(begin)

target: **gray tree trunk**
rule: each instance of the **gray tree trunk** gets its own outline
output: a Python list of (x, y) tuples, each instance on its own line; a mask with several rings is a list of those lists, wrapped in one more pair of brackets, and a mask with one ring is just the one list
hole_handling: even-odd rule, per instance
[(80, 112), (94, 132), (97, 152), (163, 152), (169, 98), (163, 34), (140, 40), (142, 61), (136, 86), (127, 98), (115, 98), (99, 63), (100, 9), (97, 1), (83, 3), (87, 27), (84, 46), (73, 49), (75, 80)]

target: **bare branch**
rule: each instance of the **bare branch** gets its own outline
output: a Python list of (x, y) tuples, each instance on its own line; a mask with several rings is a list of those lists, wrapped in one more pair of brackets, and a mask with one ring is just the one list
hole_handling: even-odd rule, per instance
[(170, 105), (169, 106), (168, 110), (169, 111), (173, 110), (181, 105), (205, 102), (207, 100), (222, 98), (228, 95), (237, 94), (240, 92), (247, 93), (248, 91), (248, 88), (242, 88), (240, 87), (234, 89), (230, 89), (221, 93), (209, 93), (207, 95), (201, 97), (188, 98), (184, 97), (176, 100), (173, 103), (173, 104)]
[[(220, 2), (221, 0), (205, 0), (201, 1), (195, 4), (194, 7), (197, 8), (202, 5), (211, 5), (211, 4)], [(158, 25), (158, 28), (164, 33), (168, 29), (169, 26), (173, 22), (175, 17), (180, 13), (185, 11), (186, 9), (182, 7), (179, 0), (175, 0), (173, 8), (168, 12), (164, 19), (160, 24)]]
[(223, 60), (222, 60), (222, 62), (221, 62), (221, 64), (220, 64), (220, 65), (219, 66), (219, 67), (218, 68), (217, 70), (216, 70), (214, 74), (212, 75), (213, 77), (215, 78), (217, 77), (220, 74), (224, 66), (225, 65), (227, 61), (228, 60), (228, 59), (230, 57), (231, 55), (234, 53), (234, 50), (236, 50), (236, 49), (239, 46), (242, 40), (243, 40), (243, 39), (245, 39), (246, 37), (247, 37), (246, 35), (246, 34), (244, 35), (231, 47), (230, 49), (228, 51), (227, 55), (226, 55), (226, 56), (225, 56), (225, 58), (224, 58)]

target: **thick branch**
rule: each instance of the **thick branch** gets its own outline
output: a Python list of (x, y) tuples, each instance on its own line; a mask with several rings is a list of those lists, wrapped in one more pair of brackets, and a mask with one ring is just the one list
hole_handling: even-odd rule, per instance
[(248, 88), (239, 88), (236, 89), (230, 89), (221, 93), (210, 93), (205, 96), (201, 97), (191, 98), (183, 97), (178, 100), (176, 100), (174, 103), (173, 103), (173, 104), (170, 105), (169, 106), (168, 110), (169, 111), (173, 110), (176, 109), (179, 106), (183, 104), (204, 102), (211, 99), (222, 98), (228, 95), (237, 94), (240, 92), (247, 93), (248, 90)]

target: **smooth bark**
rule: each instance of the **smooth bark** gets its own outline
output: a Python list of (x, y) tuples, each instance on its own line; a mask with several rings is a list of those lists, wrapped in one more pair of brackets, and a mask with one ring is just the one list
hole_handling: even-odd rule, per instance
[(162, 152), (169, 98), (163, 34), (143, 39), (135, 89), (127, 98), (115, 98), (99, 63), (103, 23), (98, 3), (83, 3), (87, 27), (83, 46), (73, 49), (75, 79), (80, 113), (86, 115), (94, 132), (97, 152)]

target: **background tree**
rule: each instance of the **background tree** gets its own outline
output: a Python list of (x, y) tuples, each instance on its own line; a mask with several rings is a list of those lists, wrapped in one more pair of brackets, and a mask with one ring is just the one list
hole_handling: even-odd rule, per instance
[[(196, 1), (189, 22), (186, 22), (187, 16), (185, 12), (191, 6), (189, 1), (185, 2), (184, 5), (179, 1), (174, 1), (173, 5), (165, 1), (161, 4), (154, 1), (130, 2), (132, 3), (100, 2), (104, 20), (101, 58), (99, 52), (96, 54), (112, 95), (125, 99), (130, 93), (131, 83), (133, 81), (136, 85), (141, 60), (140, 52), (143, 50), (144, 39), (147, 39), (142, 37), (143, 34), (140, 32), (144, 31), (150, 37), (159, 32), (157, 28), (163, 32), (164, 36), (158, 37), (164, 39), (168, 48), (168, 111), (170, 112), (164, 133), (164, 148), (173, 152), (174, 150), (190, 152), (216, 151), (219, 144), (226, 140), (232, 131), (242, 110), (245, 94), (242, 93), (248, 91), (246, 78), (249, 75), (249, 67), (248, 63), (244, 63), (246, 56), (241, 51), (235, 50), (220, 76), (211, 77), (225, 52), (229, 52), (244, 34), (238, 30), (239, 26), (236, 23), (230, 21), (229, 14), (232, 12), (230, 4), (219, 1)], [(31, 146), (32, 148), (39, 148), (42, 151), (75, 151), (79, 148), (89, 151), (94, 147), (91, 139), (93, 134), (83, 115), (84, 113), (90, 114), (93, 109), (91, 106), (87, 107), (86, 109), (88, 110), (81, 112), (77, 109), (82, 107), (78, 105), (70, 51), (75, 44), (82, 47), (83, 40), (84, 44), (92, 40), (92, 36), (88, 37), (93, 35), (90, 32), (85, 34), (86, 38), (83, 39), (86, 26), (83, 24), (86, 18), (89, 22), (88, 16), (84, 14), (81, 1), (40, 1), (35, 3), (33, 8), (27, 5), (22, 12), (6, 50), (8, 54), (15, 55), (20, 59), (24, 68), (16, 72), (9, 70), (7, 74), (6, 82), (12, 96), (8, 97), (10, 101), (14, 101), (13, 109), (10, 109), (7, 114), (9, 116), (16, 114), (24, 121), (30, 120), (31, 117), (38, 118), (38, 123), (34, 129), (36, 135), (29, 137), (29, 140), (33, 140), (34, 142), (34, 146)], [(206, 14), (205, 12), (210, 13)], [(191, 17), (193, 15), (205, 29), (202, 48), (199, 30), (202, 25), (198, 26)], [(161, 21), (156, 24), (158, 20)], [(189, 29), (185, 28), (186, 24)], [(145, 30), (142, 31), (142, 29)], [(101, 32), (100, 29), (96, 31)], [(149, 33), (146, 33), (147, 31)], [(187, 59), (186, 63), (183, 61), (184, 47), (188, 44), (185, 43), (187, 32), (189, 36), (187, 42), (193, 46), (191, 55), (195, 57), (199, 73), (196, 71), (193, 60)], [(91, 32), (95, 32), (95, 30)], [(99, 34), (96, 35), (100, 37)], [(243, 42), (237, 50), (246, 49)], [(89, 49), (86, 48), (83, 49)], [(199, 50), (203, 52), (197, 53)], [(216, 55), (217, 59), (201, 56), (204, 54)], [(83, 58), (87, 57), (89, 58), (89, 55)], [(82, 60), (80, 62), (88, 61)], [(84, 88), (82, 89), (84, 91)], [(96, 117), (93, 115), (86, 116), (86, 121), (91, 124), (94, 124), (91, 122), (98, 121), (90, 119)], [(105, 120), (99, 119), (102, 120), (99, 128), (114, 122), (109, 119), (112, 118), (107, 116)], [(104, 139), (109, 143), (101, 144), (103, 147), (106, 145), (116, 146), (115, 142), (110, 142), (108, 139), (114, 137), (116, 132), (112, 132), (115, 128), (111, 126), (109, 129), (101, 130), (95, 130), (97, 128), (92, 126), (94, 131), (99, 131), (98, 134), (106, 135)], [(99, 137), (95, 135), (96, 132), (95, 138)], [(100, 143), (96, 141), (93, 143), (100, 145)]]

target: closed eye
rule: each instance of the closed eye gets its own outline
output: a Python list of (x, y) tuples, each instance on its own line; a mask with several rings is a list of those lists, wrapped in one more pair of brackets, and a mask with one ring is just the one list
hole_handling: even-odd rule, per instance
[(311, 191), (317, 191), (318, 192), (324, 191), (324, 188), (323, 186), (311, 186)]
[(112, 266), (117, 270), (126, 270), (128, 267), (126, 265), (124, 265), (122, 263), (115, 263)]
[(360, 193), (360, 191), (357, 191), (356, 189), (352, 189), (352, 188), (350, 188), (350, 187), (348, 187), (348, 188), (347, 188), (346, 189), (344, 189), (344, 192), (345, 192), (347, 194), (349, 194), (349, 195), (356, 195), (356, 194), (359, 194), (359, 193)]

(end)

• [GOAL OF THE EXERCISE]: Copy verbatim the rows from the line containing "target: closed eye" through the last line of the rows, inclusive.

• [REPLY]:
target: closed eye
rule: each instance of the closed eye gets its own outline
output: a Python list of (x, y) tuples, each instance on its own line; a mask with several rings is a list of those lists, wrapped in one more pair of brackets, and a mask with one ring is just the one list
hole_handling: even-odd rule, per instance
[(311, 191), (317, 191), (318, 192), (324, 191), (324, 188), (323, 186), (311, 186)]
[(112, 266), (117, 270), (126, 270), (128, 267), (126, 265), (124, 265), (122, 263), (115, 263)]
[(360, 193), (360, 191), (357, 191), (356, 189), (352, 189), (352, 188), (350, 188), (350, 187), (348, 187), (348, 188), (347, 188), (346, 189), (344, 189), (344, 192), (345, 192), (347, 194), (349, 194), (349, 195), (356, 195), (356, 194), (359, 194), (359, 193)]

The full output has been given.